> Dataset records
## Begin
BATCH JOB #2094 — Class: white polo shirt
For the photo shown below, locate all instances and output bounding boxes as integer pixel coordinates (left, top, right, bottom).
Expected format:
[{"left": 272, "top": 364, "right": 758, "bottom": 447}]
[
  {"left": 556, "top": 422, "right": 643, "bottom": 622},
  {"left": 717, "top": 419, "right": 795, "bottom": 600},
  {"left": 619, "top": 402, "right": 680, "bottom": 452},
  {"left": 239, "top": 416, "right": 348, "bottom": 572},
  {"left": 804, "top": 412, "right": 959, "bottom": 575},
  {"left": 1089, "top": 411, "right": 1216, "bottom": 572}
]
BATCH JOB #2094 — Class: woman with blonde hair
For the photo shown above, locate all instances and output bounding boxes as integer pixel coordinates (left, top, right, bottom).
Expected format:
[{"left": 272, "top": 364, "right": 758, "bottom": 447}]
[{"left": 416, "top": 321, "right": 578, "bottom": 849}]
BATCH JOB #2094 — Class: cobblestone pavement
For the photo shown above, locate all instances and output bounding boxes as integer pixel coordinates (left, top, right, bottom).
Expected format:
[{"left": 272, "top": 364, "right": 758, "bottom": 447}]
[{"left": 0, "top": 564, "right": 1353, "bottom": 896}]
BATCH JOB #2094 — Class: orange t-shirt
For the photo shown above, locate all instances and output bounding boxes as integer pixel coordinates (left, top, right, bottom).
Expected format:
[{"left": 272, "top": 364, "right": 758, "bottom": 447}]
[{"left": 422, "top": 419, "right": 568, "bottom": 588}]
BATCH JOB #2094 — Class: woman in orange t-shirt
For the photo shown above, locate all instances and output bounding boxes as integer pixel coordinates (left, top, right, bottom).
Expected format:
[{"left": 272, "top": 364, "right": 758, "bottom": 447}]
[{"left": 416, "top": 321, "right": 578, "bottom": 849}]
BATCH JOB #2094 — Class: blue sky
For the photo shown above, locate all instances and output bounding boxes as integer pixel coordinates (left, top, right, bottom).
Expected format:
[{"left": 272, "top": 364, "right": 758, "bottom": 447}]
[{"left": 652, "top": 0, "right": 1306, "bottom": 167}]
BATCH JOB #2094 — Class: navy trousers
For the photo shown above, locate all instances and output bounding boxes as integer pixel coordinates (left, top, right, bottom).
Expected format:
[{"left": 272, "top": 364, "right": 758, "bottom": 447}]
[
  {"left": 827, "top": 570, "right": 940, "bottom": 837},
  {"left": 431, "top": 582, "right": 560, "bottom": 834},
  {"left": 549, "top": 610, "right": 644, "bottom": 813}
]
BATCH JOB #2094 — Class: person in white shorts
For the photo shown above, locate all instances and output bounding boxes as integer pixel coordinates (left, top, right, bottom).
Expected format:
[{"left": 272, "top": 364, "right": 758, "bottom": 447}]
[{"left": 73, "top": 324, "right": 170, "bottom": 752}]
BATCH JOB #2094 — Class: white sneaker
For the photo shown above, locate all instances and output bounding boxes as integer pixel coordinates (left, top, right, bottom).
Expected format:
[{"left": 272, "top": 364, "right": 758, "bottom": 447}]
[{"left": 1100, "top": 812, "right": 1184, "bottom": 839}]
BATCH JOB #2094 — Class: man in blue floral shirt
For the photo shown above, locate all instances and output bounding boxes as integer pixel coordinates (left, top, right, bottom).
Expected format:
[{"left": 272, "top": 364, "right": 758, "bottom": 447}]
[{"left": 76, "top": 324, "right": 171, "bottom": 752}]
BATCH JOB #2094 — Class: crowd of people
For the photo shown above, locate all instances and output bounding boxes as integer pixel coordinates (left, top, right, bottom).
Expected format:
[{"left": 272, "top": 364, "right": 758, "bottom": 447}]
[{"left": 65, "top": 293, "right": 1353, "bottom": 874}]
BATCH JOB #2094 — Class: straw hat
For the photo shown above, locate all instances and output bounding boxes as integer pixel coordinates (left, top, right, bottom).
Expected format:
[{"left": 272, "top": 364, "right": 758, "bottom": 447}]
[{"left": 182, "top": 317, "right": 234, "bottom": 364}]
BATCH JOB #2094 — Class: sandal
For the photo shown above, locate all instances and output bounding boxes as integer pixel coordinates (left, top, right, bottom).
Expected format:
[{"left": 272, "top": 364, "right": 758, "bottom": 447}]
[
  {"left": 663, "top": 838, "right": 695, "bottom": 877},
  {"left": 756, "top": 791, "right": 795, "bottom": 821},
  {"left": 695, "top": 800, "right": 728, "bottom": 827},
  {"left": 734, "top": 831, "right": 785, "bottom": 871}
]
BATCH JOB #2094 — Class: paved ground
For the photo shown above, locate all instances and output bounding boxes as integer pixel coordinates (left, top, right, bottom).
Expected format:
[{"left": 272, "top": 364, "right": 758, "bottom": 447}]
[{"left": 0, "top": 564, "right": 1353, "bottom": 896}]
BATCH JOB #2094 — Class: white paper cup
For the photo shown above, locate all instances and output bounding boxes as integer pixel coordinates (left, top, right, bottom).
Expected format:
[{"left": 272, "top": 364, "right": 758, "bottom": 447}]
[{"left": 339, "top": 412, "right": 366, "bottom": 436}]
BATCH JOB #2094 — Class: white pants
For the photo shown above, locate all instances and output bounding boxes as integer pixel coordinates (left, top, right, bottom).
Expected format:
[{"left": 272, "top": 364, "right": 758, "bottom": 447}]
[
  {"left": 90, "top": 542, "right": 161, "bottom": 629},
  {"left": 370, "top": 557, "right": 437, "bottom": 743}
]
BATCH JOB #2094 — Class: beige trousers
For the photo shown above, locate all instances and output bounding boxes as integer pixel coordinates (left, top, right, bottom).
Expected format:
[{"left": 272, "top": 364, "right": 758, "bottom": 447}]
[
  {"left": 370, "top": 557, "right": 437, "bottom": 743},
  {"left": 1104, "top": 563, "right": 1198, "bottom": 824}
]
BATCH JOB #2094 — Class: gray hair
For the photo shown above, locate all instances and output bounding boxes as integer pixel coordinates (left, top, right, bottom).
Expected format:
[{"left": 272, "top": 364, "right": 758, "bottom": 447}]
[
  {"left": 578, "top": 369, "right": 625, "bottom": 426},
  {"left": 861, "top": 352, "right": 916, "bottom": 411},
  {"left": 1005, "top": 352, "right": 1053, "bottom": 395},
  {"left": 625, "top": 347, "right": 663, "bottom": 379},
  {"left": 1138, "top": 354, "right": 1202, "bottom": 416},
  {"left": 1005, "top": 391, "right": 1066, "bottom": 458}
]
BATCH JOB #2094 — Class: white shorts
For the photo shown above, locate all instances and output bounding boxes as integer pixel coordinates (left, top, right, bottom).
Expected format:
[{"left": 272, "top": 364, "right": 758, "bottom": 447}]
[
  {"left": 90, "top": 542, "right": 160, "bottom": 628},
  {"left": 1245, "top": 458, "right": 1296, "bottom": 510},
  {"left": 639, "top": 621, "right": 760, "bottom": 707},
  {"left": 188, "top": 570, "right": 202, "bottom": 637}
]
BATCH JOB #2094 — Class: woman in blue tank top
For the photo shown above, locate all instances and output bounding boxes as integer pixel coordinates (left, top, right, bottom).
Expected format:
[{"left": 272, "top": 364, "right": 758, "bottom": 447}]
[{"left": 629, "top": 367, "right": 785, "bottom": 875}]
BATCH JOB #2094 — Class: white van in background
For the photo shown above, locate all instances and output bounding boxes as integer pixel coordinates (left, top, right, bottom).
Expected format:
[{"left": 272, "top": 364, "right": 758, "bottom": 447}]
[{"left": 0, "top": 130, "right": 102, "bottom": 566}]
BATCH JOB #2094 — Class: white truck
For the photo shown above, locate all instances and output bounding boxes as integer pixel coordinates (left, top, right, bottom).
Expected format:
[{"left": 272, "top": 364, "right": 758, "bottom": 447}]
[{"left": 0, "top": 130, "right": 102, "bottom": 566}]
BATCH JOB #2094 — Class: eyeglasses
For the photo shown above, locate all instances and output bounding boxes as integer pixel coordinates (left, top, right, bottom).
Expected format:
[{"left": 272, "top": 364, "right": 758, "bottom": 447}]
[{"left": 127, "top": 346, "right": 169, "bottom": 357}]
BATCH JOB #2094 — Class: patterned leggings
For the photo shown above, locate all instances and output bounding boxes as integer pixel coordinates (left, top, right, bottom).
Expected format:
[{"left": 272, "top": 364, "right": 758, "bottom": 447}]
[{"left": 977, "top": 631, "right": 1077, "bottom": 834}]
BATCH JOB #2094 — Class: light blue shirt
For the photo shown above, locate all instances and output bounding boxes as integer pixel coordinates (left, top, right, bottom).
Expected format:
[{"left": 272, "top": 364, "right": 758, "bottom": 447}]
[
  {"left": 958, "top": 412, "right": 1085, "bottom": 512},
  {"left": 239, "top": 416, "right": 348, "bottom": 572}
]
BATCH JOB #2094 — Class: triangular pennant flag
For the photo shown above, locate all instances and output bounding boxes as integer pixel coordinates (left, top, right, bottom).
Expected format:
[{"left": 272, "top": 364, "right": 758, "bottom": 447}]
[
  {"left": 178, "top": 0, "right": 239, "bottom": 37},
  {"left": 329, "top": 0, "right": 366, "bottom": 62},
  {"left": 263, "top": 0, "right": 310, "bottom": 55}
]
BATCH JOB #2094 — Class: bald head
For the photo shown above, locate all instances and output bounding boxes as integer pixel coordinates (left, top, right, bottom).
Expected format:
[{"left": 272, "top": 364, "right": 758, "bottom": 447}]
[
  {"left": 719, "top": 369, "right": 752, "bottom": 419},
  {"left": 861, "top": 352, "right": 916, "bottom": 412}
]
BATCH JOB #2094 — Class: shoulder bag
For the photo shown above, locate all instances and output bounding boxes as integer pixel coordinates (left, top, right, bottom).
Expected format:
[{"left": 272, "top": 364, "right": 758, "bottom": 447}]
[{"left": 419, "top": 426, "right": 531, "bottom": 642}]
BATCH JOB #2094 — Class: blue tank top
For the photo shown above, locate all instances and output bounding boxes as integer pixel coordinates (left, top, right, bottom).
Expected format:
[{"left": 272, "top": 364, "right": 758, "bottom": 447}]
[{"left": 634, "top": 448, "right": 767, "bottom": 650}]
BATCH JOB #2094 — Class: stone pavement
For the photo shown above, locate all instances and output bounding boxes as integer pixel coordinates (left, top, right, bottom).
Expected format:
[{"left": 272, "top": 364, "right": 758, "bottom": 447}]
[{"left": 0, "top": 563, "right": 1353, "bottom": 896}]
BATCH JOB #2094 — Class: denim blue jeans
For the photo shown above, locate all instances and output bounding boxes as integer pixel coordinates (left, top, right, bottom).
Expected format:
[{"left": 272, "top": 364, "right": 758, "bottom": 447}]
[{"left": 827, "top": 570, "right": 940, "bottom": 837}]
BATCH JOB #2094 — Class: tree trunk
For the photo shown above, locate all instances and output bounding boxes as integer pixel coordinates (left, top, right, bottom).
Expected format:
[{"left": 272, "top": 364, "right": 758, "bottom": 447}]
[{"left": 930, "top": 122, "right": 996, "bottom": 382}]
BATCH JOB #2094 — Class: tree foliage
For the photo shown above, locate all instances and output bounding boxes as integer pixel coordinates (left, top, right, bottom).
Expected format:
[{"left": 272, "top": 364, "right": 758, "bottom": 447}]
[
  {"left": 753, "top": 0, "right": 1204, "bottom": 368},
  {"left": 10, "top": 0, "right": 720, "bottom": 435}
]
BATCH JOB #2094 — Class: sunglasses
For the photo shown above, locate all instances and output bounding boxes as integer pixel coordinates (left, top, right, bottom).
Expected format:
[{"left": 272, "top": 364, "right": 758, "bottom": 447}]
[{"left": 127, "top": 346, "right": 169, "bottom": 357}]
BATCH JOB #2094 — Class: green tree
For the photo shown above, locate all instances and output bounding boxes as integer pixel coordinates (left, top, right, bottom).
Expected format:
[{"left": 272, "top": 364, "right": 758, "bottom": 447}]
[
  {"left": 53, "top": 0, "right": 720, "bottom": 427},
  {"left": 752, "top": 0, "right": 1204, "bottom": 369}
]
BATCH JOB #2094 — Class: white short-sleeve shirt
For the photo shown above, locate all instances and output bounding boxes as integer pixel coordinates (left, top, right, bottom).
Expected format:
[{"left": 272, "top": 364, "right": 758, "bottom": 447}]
## End
> Written task
Report every line of the rows above that contains the word "white".

> The result
BATCH JOB #2094 — Class: white polo shirt
BATCH JOB #2094 — Class: person in white shorts
BATCH JOB #2094 — Class: white sneaker
BATCH JOB #2094 — Class: white paper cup
BATCH JOB #2094 — Class: white pants
BATCH JOB #2094 — Class: white shorts
BATCH JOB #2094 — Class: white van in background
BATCH JOB #2094 — Class: white truck
BATCH JOB #2094 — Class: white short-sleeve shirt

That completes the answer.